### [Provided text]
Monday 30 August 2010

Working from home.

I have been a full time work outside the home mum, a part time work outside the mum, a full time stay at home mum, and now I'm a work from home mum (wfhm).  Working from home means I have more time with Rye, right?  Well, no.  Childminding means I am paid to care for the child(ren) of parents who work. As I have worked outside the home, I am very sensitive to the ache a mother feels when the carer seems to know her child better, can understand the burgeoning language skills easier, sees all those firsts, all those developments and wonders that young children experience.

That sensitivity means I often do not mention new words spoken, or new skills learned, but rather wait for mum to discover her child's new skill and then smile indulgently with her as she proudly tells me of her child's achievement.  I take photos, I write detailed accounts of activities, I care for her child, almost like she were my own... and inevitably this means some of my time with my own child is compromised.

Such compromises are not necessarily negative; my mindees brings friendship and companionship on an almost daily basis for my son, without knowing it, she is teaching him responsibility, empathy, honour, and limitations. She is furthering his socialisation skills, and he in turn is effectively a big brother to her; protecting, sharing, teasing, laughing, and encouraging her to try new things, to push her development ever forward.  It is a delight to watch, if sometimes my ears grow weary of the inevitable squabbling between almost 2yr old little girl and an almost 4yr old little boy.

### [Data provided]
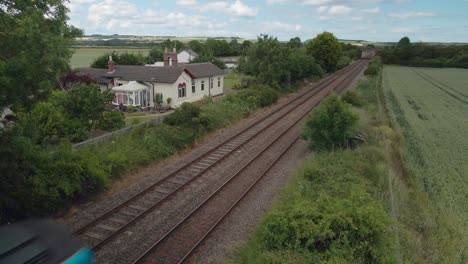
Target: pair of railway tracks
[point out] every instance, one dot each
(180, 241)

### [Task instructions]
a: Write out the stretch of the blog post on working from home from "That sensitivity means" through "child is compromised.".
b: In the blog post on working from home, how old are the little girl and the little boy whose squabbling the writer mentions?
c: Condense the paragraph of the blog post on working from home that begins "That sensitivity means" into a short bulleted list.
The listing comes from a separate source, unrelated to the blog post.

### [Answers by task]
a:
That sensitivity means I often do not mention new words spoken, or new skills learned, but rather wait for mum to discover her child's new skill and then smile indulgently with her as she proudly tells me of her child's achievement.  I take photos, I write detailed accounts of activities, I care for her child, almost like she were my own... and inevitably this means some of my time with my own child is compromised.

b: The girl is almost 2 years old and the boy is almost 4.

c:
- She often doesn't mention new words or skills, letting the mother discover them and then sharing her pride.
- She takes photos and writes detailed accounts of activities.
- She cares for the child almost as her own.
- As a result, some of her time with her own child is compromised.